** START **
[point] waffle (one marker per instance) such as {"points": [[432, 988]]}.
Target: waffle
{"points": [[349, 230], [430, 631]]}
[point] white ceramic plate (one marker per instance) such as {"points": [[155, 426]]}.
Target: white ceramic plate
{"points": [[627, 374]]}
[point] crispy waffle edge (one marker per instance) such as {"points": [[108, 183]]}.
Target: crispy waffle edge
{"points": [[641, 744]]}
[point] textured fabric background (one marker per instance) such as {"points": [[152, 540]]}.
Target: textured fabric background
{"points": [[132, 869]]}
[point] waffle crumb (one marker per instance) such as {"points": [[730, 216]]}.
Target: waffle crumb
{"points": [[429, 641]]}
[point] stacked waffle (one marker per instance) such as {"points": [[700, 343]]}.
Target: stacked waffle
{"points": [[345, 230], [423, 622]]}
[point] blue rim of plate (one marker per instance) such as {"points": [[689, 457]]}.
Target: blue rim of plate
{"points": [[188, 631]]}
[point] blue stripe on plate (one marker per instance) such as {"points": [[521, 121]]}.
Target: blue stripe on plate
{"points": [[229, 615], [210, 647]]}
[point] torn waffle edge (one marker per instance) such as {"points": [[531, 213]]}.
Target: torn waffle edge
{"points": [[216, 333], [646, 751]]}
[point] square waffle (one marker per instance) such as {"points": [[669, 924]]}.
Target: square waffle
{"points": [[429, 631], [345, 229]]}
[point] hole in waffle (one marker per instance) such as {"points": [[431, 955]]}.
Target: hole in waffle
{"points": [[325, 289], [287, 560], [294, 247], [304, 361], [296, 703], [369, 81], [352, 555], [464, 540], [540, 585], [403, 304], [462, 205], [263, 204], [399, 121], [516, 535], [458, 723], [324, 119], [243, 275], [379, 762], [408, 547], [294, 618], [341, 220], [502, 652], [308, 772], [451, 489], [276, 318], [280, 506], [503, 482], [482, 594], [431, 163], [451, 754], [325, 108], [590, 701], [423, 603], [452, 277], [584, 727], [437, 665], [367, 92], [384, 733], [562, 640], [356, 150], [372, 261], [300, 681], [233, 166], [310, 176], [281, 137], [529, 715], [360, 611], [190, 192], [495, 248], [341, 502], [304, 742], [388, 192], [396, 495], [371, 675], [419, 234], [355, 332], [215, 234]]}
** END **
### [Task directions]
Give all of the lines above again, switching every "one marker per instance" to "a single marker for each instance" and leaving everything else unchanged.

### [Expected answer]
[point] waffle (a single marker for each instance) such as {"points": [[432, 988]]}.
Target: waffle
{"points": [[349, 230], [430, 631]]}
[point] white ceramic plate (a single marker for each instance) such as {"points": [[155, 426]]}.
Target: white ceramic plate
{"points": [[627, 374]]}
[point] crispy waffle edge (a single marker for each instance) such as {"points": [[108, 183]]}.
Target: crispy waffle edge
{"points": [[641, 744]]}
[point] textured fabric background (a single marker for each instance) such as {"points": [[152, 540]]}.
Target: textured fabric background
{"points": [[132, 869]]}
[point] waffle crumb (a single marker for each instance) such as {"points": [[730, 216]]}.
Target: waffle crumb
{"points": [[429, 641]]}
[point] stacked waffle (a single marker for each instance) such as {"points": [[700, 343]]}.
Target: stacked waffle
{"points": [[345, 230], [423, 622]]}
[point] blue rim of plate (a single marker for each instance) such as {"points": [[689, 457]]}.
Target: blue rim of plate
{"points": [[188, 631]]}
[point] blue stripe on plate (a single marker for each instance) such as {"points": [[521, 121]]}.
Target: blue stripe on plate
{"points": [[229, 615], [210, 647]]}
[point] torn waffle edge (a single marker for each instance) such as {"points": [[531, 213]]}.
Target: torn waffle edge
{"points": [[216, 333], [646, 751]]}
[point] square waffle (a single marker for each instance) such as {"points": [[669, 924]]}.
Target: square waffle
{"points": [[429, 631], [345, 229]]}
[point] hole in waffle (a single marker for each instance) such as {"points": [[431, 955]]}.
Target: hole in waffle
{"points": [[325, 289], [287, 560], [294, 247], [304, 361], [296, 703], [369, 81], [352, 555], [464, 540], [540, 585], [403, 304], [462, 205], [263, 204], [399, 121], [516, 535], [458, 723], [324, 119], [243, 275], [379, 762], [408, 547], [294, 618], [341, 220], [502, 652], [308, 772], [451, 489], [276, 318], [280, 506], [503, 482], [482, 594], [431, 163], [451, 754], [325, 108], [590, 701], [423, 603], [452, 277], [584, 727], [437, 665], [367, 92], [384, 733], [562, 640], [356, 150], [372, 261], [300, 681], [233, 166], [310, 176], [281, 137], [529, 715], [360, 611], [190, 192], [495, 248], [341, 502], [304, 742], [388, 192], [396, 495], [371, 675], [419, 234], [355, 332], [215, 234]]}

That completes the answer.